**Testo estratto**

◇ ◇ ◇ ◇

Dell'amico Peppino Ventrice, direttore didattico in pensione, riporto quanto m'ha espresso dopo quanto ha scritto del prof. Gangale.
"Vorrei esprimerti un pensiero che forse potrà servire a chiarire ulteriormente la mia posizione nei riguardi del Professore. Io penso che la lingua sia fondamentalmente un fatto orale e comunicativo e che tutti noi (che -in un modo o nell'altro- abbiamo operato per conservare i testi e le tradizioni linguistiche delle nostre povere realtà sociali) abbiamo onorato il messaggio del prof. Gangale: sia che ci siamo serviti del suo modo di scrivere, sia che abbiamo usato altri alfabeti.
Il messaggio del Professore -per quel che ricordo- era di reagire alla tendenza in atto di omologazione delle culture minoritarie a poche culture dominanti (vedi il dilagare dell'inglese...) e questo- aggiungo io- a prescindere dal codice alfabetico usato.

◇ ◇ ◇ ◇

Voci del dataset
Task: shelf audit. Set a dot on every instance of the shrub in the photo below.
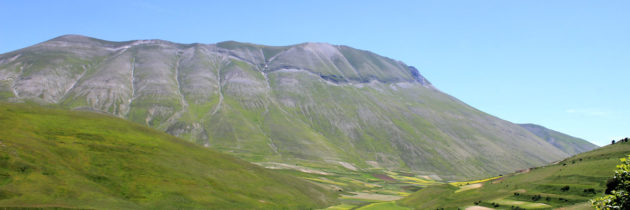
(617, 189)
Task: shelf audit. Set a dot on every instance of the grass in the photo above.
(567, 183)
(56, 158)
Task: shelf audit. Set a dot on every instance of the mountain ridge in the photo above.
(569, 144)
(322, 104)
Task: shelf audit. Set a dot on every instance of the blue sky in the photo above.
(561, 64)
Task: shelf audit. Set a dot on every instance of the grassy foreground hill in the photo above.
(73, 159)
(569, 183)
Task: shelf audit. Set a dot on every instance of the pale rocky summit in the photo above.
(310, 103)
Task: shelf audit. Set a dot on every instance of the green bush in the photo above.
(617, 190)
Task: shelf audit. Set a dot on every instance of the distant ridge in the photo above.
(569, 144)
(314, 104)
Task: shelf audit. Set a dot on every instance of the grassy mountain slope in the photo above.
(311, 102)
(72, 159)
(566, 143)
(570, 182)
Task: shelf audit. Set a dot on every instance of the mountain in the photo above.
(569, 184)
(569, 144)
(313, 104)
(77, 159)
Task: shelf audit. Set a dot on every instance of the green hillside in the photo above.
(571, 182)
(569, 144)
(311, 104)
(73, 159)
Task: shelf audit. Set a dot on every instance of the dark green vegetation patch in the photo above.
(571, 182)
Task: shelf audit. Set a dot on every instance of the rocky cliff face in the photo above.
(312, 102)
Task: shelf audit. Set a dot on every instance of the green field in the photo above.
(569, 183)
(71, 159)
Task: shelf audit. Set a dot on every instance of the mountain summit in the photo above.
(312, 104)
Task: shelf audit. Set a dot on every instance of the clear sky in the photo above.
(561, 64)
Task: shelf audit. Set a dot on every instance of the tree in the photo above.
(617, 189)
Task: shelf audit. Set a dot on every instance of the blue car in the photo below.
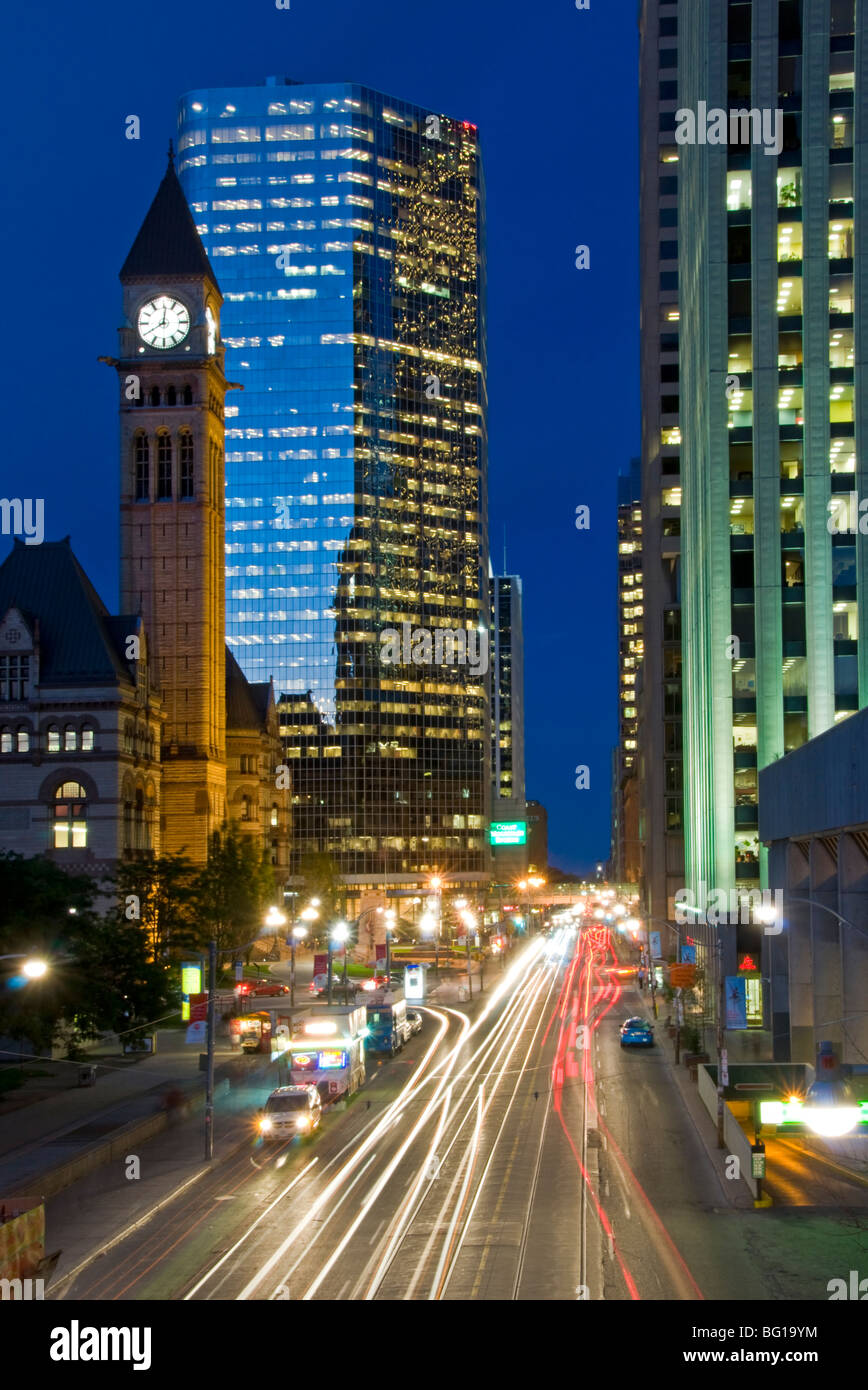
(636, 1033)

◇ ◇ ◇ ◇

**Compito breve 1**
Ricopia senza modifiche il testo sul prof. Gangale: parti dalle parole "Dell'amico Peppino Ventrice, direttore" e fermati dopo "codice alfabetico usato.".
**Compito breve 2**
Ripeti parola per parola tutti i record, per favore, lasciando fuori le immagini.

**Risposta completa 1**
Dell'amico Peppino Ventrice, direttore didattico in pensione, riporto quanto m'ha espresso dopo quanto ha scritto del prof. Gangale.
"Vorrei esprimerti un pensiero che forse potrà servire a chiarire ulteriormente la mia posizione nei riguardi del Professore. Io penso che la lingua sia fondamentalmente un fatto orale e comunicativo e che tutti noi (che -in un modo o nell'altro- abbiamo operato per conservare i testi e le tradizioni linguistiche delle nostre povere realtà sociali) abbiamo onorato il messaggio del prof. Gangale: sia che ci siamo serviti del suo modo di scrivere, sia che abbiamo usato altri alfabeti.
Il messaggio del Professore -per quel che ricordo- era di reagire alla tendenza in atto di omologazione delle culture minoritarie a poche culture dominanti (vedi il dilagare dell'inglese...) e questo- aggiungo io- a prescindere dal codice alfabetico usato.

**Risposta completa 2**
Task: shelf audit. Set a dot on every instance of the shrub in the photo below.
(617, 189)
Task: shelf audit. Set a dot on every instance of the grass in the photo above.
(567, 183)
(56, 158)
Task: shelf audit. Set a dot on every instance of the mountain ridge in the photo above.
(569, 144)
(322, 104)
Task: shelf audit. Set a dot on every instance of the blue sky in the photo above.
(561, 64)
Task: shelf audit. Set a dot on every instance of the grassy foreground hill in the photo above.
(73, 159)
(569, 183)
Task: shelf audit. Set a dot on every instance of the pale rocky summit in the photo above.
(310, 103)
Task: shelf audit. Set a dot on every instance of the green bush in the photo above.
(617, 190)
Task: shelf audit. Set a dot on every instance of the distant ridge in the photo above.
(569, 144)
(314, 104)
Task: shelf audit. Set a dot on every instance of the grassy mountain slope in the photo above.
(311, 102)
(72, 159)
(566, 143)
(570, 182)
Task: shelf audit. Set a dot on every instance of the mountain in the photo above.
(569, 184)
(569, 144)
(313, 104)
(77, 159)
Task: shelf audit. Set a dot on every instance of the green hillside in the photo above.
(571, 182)
(569, 144)
(311, 104)
(73, 159)
Task: shelf audit. Set a dot on every instance of the dark green vegetation patch in the photo above.
(571, 182)
Task: shelf audit. Set a dot on every instance of the rocky cliff face in the photo above.
(312, 102)
Task: shelf audit. Set a dot on every instance of the green field in the photo above.
(569, 183)
(71, 159)
Task: shelf audit. Set a dot on every instance of the mountain summit in the photo above.
(312, 104)
Task: shelf audit. Set a dot on every instance of the clear sky in the photo above.
(561, 64)
Task: shelf audit. Set a dot on every instance of the tree in the photo above.
(617, 189)
Task: shelf audit. Set a dot on every instance of the blue car in the photo below.
(636, 1033)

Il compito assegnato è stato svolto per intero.